_EXERCISE AIM:_
Please edit the entries below by replacing every "takes a single marker" with "gets one point". Write them out again with everything else unchanged.

-- START OF SUPPLIED DATA --

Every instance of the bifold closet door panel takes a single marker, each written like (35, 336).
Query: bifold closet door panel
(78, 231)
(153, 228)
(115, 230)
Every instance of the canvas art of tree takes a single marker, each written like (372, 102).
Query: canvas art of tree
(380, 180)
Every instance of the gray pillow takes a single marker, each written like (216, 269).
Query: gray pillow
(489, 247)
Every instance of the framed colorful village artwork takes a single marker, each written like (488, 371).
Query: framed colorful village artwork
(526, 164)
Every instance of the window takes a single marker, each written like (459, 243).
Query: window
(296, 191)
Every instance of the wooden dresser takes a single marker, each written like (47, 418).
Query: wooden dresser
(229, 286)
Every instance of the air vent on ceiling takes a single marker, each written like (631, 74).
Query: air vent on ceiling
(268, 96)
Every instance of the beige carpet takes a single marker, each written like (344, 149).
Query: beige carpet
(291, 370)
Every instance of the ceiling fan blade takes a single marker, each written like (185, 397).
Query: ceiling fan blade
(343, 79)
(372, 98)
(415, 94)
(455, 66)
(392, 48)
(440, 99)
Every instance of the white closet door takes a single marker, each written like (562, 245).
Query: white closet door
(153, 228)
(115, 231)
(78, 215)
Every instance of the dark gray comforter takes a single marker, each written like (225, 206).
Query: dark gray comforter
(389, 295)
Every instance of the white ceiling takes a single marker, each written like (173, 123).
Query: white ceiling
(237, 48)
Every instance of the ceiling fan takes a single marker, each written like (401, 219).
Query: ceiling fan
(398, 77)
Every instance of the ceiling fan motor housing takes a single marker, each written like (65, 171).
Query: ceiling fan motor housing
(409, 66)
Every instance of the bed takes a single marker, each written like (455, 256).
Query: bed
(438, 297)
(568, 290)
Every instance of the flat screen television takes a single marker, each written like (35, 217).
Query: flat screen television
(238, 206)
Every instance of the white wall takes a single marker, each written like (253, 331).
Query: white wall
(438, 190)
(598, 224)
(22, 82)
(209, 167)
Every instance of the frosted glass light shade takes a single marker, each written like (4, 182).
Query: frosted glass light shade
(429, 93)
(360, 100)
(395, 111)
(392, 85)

-- END OF SUPPLIED DATA --

_EXERCISE RESPONSE:_
Every instance of the bifold closet door panel gets one point, each written like (35, 336).
Query: bifold closet door panel
(78, 231)
(153, 228)
(115, 230)
Every instance of the canvas art of tree gets one point, each written like (372, 102).
Query: canvas art of tree
(380, 180)
Every instance of the gray pillow gets one point, each written like (216, 269).
Query: gray pillow
(489, 247)
Every instance of the framed colorful village artwork gets one point, each written like (488, 371).
Query: framed colorful village artwork
(526, 164)
Every instance of the window gets one point, each written like (459, 243).
Query: window
(296, 191)
Every instance of the wooden dresser gets one point, each written like (47, 418).
Query: wooden dresser
(229, 286)
Every instance of the air vent on ceiling gets one point, each written like (631, 74).
Query: air vent on ceiling
(268, 96)
Every instance of the beige carpet gets one point, each written like (344, 149).
Query: beige carpet
(291, 370)
Every instance of the ceiling fan blade gets one point, each written like (185, 397).
Query: ceiling fan blade
(343, 79)
(372, 98)
(415, 94)
(455, 66)
(392, 48)
(440, 99)
Every instance of the white closet door gets one point, each written like (562, 245).
Query: white closet door
(153, 228)
(115, 231)
(78, 215)
Every instance of the dark gray comforter gets one point, each written like (225, 206).
Query: dark gray comforter
(389, 295)
Every instance of the white ceiling gets one point, each written like (173, 123).
Query: white ceiling
(237, 48)
Every instance of the ceiling fan gets one point, each written like (401, 219).
Query: ceiling fan
(398, 77)
Every instance of the ceiling fan motor housing gets one point, each written like (65, 171).
Query: ceiling fan motor housing
(409, 66)
Every instance of the bed gets one point, each written like (455, 256).
Query: bed
(438, 297)
(568, 290)
Every instance of the flat screen television gets one point, each written like (35, 217).
Query: flat screen television
(238, 206)
Every instance of the white wall gets one point, each written like (253, 331).
Query: white wall
(438, 190)
(598, 224)
(22, 82)
(209, 167)
Every instance of the frosted glass light shade gets one point, each written like (4, 182).
Query: frosted glass light shade
(429, 93)
(360, 100)
(395, 111)
(392, 85)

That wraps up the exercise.